---------- INPUT DATA

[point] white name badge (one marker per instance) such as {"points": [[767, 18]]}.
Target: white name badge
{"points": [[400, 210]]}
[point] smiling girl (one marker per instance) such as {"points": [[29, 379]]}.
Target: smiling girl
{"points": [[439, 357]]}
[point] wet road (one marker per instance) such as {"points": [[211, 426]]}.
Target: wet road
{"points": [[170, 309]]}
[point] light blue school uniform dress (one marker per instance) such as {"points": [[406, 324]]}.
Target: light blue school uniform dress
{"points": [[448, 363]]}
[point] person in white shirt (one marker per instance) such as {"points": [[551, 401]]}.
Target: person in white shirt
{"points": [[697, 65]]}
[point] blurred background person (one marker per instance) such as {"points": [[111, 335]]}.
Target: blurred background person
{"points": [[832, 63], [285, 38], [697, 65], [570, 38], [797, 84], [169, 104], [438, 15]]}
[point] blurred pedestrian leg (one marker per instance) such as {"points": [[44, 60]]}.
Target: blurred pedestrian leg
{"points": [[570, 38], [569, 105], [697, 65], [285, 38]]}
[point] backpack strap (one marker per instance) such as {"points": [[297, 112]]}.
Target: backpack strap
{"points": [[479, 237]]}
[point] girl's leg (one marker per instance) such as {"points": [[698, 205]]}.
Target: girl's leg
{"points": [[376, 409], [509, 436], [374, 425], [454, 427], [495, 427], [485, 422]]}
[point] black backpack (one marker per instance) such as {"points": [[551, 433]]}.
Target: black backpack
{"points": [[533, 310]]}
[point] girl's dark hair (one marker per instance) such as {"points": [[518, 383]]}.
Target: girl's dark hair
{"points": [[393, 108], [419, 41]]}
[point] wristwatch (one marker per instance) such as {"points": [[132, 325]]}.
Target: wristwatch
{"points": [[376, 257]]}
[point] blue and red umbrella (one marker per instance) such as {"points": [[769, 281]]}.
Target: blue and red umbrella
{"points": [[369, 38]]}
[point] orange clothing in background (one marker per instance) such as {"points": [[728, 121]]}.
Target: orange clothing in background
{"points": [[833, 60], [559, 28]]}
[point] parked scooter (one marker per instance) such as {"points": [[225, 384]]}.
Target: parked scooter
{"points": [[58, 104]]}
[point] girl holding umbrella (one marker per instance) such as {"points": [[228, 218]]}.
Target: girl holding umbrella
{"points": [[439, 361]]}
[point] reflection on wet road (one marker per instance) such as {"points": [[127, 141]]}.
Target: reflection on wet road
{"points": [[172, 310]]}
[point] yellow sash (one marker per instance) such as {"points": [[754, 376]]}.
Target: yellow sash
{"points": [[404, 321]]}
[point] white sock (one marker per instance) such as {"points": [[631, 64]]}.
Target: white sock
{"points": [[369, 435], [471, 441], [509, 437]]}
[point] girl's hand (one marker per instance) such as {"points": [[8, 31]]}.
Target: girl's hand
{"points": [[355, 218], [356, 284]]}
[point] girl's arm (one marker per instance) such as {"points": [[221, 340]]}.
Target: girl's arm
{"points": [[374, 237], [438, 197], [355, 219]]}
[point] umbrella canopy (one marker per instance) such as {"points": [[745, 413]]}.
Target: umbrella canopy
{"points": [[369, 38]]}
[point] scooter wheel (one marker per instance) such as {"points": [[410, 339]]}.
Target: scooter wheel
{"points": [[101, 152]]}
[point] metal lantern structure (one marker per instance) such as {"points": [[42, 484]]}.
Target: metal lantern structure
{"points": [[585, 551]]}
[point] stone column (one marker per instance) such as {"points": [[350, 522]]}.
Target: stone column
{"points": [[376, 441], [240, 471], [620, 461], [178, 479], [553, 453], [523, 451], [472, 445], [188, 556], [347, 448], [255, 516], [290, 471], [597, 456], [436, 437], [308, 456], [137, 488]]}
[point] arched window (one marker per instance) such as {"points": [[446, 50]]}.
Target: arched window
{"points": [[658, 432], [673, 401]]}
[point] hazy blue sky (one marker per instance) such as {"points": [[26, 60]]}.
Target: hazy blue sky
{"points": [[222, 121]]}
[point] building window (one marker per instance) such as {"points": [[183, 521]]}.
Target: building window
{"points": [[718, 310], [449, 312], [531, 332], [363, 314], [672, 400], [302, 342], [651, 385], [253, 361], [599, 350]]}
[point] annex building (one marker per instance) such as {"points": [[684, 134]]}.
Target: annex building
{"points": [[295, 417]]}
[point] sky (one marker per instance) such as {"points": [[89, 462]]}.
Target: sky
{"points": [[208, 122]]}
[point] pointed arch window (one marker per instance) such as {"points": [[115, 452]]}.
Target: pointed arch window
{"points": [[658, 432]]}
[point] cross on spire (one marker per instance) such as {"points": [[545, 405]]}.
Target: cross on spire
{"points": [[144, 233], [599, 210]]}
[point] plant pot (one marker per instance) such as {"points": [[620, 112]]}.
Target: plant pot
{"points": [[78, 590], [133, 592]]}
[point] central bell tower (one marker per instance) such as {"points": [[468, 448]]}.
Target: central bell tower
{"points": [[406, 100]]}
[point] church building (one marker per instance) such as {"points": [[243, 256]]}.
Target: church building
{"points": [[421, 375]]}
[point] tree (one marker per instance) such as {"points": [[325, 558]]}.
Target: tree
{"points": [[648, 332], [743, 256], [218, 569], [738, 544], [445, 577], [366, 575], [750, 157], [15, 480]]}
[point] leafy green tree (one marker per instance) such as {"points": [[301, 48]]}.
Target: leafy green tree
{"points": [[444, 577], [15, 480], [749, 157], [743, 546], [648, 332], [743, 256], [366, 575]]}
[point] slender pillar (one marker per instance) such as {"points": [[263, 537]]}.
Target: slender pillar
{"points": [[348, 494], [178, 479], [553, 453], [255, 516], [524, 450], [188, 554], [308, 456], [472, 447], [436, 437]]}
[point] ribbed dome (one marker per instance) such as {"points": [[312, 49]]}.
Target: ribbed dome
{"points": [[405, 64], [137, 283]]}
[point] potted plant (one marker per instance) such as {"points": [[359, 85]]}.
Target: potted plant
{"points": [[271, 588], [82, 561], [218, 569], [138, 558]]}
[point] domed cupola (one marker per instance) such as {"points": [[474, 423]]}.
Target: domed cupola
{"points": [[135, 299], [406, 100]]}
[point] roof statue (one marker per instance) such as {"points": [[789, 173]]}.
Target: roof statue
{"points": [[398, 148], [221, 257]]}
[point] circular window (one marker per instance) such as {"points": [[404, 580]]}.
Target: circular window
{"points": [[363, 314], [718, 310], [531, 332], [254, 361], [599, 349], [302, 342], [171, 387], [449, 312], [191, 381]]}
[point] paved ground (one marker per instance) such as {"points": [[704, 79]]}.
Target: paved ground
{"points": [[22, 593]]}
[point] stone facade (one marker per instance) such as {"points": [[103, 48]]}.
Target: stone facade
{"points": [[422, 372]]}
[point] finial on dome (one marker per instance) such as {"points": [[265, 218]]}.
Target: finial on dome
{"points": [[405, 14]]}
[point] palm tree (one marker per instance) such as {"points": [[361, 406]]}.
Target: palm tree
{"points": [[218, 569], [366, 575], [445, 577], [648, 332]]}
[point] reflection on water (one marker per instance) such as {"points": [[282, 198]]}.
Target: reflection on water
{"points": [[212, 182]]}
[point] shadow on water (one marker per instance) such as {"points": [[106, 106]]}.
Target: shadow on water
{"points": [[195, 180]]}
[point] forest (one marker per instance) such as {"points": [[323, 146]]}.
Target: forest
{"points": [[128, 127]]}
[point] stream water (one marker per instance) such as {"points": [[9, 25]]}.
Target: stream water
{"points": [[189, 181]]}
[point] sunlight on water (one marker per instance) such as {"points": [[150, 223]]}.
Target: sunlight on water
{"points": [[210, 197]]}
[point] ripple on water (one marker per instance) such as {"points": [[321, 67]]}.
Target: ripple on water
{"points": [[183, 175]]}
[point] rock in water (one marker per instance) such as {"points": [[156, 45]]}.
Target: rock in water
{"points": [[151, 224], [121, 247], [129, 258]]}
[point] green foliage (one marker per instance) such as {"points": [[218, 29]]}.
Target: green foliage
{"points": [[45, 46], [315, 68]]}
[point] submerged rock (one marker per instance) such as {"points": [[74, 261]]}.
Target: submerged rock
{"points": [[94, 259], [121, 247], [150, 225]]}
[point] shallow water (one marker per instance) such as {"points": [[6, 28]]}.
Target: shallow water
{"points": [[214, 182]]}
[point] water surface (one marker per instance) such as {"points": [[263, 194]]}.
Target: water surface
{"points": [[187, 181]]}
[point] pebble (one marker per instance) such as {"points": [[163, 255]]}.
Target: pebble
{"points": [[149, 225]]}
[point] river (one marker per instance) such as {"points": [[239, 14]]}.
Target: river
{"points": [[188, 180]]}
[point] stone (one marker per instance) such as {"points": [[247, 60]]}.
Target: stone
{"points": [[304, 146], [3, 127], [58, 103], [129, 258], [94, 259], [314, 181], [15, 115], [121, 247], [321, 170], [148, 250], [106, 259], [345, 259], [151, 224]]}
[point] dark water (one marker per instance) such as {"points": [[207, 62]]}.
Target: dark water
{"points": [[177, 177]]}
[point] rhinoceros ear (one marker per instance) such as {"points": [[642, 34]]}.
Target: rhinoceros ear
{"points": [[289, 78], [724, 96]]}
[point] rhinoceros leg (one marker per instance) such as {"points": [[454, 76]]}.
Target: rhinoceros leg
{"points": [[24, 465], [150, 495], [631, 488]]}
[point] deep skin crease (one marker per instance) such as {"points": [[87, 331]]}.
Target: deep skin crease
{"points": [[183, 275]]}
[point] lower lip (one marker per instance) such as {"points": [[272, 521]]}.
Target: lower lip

--------------------

• **WHAT IS NEEDED**: Copy the data word for word, starting at the line holding "[point] rhinoceros ear" and running through the end of the data, inclusive.

• **RESULT**:
[point] rhinoceros ear (one marker per instance) such as {"points": [[642, 34]]}.
Target: rhinoceros ear
{"points": [[289, 78], [724, 96]]}
[point] rhinoceros leg (one marker per instance) such as {"points": [[454, 76]]}.
Target: rhinoceros leg
{"points": [[24, 465], [150, 495], [631, 488]]}
[point] deep skin crease (one marker per instance) such as {"points": [[87, 331]]}.
Target: deep skin crease
{"points": [[183, 275]]}
[point] lower lip (one marker per instance) such as {"points": [[272, 521]]}.
Target: lower lip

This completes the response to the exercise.